■ WHAT TO WORK ON: Copy the listing from its first line through the line with "left=26, top=483, right=118, bottom=500", both included. Offset every bounding-box coordinate by 146 and leave all other text unchanged.

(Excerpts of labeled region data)
== == ==

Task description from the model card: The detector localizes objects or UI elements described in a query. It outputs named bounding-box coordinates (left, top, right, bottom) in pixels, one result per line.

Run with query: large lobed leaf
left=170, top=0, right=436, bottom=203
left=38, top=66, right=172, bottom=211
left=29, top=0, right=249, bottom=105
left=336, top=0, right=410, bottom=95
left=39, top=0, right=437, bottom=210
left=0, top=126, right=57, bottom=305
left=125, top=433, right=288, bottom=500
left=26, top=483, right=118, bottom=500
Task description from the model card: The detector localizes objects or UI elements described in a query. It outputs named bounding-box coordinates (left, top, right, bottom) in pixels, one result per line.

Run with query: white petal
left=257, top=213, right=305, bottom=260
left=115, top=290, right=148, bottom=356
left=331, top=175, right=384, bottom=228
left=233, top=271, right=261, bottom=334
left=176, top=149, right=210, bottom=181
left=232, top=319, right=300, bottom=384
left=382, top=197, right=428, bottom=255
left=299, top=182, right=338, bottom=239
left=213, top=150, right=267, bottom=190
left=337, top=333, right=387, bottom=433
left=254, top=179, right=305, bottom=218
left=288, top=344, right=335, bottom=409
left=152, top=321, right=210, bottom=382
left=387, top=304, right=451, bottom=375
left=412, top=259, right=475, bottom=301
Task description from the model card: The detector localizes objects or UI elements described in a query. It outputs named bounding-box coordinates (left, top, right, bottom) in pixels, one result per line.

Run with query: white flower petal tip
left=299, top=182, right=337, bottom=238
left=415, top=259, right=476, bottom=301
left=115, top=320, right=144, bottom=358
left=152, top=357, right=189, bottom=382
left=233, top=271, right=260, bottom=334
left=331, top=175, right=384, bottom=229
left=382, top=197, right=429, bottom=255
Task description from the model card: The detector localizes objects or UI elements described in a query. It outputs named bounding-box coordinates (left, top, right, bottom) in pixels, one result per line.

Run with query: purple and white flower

== == ==

■ OUTPUT FOR THIS TASK:
Task description from the model card: The detector localizes objects or UI elements described in a query. It outputs named bounding-box coordinates (left, top, right, bottom) in pixels, one result per line.

Run with query: large lobed leaf
left=316, top=146, right=582, bottom=349
left=184, top=212, right=318, bottom=357
left=175, top=146, right=395, bottom=251
left=482, top=146, right=556, bottom=241
left=185, top=146, right=583, bottom=356
left=146, top=272, right=203, bottom=451
left=271, top=579, right=434, bottom=646
left=172, top=629, right=264, bottom=646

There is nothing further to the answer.